The orthorhombic structure of (I) had originally been reported without coordinates by Desvergne et al. (1978) and was determined in space group Pnma (with Z = 4) from Weissenberg photographs collected at room temperature. This structure was later corrected by Benites et al. (1996) to space group Pna21 in essentially the same unit cell, determined based on point-detector data collected at room temperature, and refined against F values instead of F2. To better compare the two polymorphs and also to redetermine the structure with current methods, low-temperature data of the orthorhombic form were collected (the original bulk sample was still available) using a modern diffractometer equipped with an area detector. Figs. 1 and 2 show the molecules of the monoclinic and orthorhombic structures, respectively.
Comparison of the two structures shows that the monoclinic polymorph is somewhat denser than the orthorhombic crystal form (1.548 versus 1.533 Mg m-3), despite the fact that the orthorhombic unit cell was determined at a slightly lower temperature than the monoclinic one. To test for the possibility of a temperature-dependent phase transition, the unit cell of the monoclinic form was determined at 290 K from a fresh crystal (data not shown) and was found to be the same monoclinic cell as that reported herein. It also appears that the orthorhombic polymorph does not convert to the denser monoclinic one over time, at least not on a decade timescale, as the orthorhombic crystals used for this study were grown over 16 years ago.

Stored records

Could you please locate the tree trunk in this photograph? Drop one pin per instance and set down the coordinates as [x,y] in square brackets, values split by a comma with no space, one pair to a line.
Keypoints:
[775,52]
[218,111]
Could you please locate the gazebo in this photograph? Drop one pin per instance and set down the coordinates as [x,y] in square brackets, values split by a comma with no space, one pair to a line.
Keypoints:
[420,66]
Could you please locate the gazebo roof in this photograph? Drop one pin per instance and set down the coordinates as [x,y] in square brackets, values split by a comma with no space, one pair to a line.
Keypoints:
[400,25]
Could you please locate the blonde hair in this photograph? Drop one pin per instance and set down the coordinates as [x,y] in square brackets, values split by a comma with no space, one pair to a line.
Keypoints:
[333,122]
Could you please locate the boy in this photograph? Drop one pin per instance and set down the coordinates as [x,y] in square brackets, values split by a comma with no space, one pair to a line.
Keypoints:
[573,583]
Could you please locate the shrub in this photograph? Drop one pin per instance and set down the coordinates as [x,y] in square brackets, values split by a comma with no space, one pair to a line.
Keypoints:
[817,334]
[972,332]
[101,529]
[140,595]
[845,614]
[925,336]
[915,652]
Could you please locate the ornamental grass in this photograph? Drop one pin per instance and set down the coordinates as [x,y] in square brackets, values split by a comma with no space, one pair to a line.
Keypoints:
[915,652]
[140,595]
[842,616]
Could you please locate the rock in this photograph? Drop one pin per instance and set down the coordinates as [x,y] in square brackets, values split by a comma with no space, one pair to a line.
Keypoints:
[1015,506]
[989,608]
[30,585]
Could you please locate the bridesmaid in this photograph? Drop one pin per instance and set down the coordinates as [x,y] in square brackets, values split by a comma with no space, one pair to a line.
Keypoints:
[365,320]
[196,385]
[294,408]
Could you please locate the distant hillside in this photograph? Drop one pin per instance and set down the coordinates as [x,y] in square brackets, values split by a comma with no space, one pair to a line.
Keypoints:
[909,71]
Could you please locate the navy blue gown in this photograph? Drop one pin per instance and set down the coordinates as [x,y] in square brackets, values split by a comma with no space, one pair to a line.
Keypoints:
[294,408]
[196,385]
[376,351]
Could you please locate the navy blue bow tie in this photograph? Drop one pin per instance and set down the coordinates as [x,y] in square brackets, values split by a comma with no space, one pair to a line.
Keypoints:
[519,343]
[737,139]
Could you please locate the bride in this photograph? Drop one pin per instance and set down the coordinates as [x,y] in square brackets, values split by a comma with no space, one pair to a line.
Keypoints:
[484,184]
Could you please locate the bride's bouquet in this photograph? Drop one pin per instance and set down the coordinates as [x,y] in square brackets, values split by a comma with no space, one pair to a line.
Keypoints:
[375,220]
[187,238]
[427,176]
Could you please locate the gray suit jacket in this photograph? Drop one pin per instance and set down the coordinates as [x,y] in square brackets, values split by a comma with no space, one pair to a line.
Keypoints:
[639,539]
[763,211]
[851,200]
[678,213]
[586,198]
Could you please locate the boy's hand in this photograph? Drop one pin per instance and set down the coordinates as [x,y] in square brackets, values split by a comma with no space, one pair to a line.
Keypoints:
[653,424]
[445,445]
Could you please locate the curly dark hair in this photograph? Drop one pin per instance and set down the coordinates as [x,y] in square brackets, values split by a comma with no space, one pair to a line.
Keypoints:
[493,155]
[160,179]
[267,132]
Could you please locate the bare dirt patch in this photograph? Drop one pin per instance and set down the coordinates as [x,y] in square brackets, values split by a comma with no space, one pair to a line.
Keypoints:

**REQUIRED ACTIONS**:
(1) Rewrite the polymorph passage, everything from "The orthorhombic structure" down to "orthorhombic structures, respectively.", changing "modern diffractometer" to "current-generation diffractometer".
(2) According to the polymorph passage, what are the densities of the monoclinic and orthorhombic forms?
(3) Based on the polymorph passage, why do the authors conclude that the orthorhombic form does not convert to the monoclinic one, at least on a decade timescale?
The records above are separate material from the polymorph passage.

**RESPONSES FOR EACH TASK**:
(1)
The orthorhombic structure of (I) had originally been reported without coordinates by Desvergne et al. (1978) and was determined in space group Pnma (with Z = 4) from Weissenberg photographs collected at room temperature. This structure was later corrected by Benites et al. (1996) to space group Pna21 in essentially the same unit cell, determined based on point-detector data collected at room temperature, and refined against F values instead of F2. To better compare the two polymorphs and also to redetermine the structure with current methods, low-temperature data of the orthorhombic form were collected (the original bulk sample was still available) using a current-generation diffractometer equipped with an area detector. Figs. 1 and 2 show the molecules of the monoclinic and orthorhombic structures, respectively.

(2) The monoclinic form has a density of 1.548 Mg m-3, and the orthorhombic form has a density of 1.533 Mg m-3.

(3) The orthorhombic crystals used for the study were grown more than 16 years earlier and are still orthorhombic. This shows that they have not turned into the denser monoclinic polymorph over that time.